DATA PROVIDED —
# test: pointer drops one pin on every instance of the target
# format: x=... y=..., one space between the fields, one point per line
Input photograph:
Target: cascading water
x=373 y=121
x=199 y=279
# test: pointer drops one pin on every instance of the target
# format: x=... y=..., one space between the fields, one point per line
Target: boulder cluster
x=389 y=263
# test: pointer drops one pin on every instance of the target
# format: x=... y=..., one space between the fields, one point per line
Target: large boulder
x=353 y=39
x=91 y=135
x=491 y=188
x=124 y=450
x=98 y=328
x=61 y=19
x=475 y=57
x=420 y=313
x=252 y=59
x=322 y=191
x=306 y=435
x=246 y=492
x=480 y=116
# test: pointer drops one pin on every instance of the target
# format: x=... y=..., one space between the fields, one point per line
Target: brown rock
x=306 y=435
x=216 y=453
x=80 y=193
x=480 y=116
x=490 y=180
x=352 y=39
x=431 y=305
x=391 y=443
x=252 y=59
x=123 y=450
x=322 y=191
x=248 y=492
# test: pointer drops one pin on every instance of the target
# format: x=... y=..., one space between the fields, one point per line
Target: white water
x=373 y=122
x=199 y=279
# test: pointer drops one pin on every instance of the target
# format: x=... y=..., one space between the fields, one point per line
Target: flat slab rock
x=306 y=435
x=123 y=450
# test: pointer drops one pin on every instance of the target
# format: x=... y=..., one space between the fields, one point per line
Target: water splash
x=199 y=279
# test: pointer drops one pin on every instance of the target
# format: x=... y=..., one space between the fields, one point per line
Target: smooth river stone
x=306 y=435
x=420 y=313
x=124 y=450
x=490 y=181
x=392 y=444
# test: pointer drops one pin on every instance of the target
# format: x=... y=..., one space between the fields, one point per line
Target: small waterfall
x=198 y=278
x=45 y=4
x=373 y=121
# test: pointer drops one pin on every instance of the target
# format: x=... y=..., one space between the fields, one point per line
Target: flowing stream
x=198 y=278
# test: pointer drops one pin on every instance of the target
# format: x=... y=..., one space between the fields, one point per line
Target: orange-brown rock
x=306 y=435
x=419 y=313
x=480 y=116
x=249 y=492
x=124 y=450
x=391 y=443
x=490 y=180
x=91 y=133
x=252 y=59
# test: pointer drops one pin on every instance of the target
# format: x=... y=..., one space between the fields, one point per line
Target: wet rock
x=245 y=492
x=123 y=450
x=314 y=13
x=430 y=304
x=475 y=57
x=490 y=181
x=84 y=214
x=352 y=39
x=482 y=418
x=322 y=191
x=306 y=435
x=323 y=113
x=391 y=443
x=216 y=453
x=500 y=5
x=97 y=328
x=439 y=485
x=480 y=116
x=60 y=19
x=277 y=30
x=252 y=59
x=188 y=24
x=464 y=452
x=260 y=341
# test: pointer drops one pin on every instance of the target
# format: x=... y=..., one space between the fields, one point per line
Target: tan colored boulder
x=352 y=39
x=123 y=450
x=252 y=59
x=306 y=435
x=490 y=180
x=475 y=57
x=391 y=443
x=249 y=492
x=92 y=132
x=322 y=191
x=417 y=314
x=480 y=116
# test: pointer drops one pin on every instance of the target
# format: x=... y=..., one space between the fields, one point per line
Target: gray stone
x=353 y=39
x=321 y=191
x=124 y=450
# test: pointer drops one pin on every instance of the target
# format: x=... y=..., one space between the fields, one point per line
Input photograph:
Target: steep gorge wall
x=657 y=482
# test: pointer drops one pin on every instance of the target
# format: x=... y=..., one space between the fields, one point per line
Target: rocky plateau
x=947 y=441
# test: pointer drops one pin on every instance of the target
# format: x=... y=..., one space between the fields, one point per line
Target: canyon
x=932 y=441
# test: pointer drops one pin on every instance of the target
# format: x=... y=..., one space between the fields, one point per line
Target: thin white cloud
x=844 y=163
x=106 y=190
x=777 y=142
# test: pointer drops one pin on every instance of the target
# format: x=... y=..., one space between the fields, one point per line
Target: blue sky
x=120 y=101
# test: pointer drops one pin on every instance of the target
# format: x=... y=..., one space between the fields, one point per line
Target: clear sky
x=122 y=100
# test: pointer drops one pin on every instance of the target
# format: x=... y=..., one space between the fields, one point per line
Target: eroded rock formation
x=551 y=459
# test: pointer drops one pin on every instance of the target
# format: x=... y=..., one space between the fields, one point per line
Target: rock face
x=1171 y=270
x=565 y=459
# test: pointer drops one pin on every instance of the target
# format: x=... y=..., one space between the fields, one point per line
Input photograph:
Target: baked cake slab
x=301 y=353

TASK DETAILS — Reproduce the stretch from the start of the records through the line containing "x=392 y=444", swapping "brown rock" for "gray rock" and leaving everything else unchanged.

EXERCISE ANSWER —
# test: pointer drops one pin on every instance of the target
# format: x=... y=..., one space between the fields, one point per line
Input photograph:
Target: cascading water
x=373 y=121
x=199 y=279
# test: pointer drops one pin on every instance of the target
# format: x=... y=..., one space between the fields, one point per line
Target: boulder cluster
x=389 y=263
# test: pointer drops one pin on every instance of the target
# format: x=... y=..., one space between the fields, one point per line
Target: large boulder
x=353 y=39
x=91 y=135
x=491 y=188
x=124 y=450
x=98 y=328
x=61 y=19
x=475 y=57
x=420 y=313
x=252 y=59
x=322 y=191
x=306 y=435
x=246 y=492
x=480 y=116
# test: pointer drops one pin on every instance of the target
# format: x=... y=..., one space between the fields, one point per line
Target: gray rock
x=306 y=435
x=216 y=453
x=80 y=193
x=480 y=116
x=490 y=180
x=352 y=39
x=431 y=305
x=391 y=443
x=252 y=59
x=123 y=450
x=322 y=191
x=248 y=492
# test: pointer drops one pin on every instance of the target
# format: x=... y=..., one space between the fields, one point per line
Target: white water
x=373 y=122
x=199 y=279
# test: pointer drops one pin on every instance of the target
# format: x=... y=..., one space between the fields, one point per line
Target: flat slab rock
x=306 y=435
x=123 y=450
# test: pointer drops one pin on every instance of the target
# format: x=... y=..., one space between the fields, one point per line
Target: water splash
x=199 y=279
# test: pointer drops one pin on every instance of the target
# format: x=... y=..., one space between the fields, one point per line
Target: smooth river stone
x=306 y=435
x=420 y=313
x=124 y=450
x=490 y=181
x=392 y=444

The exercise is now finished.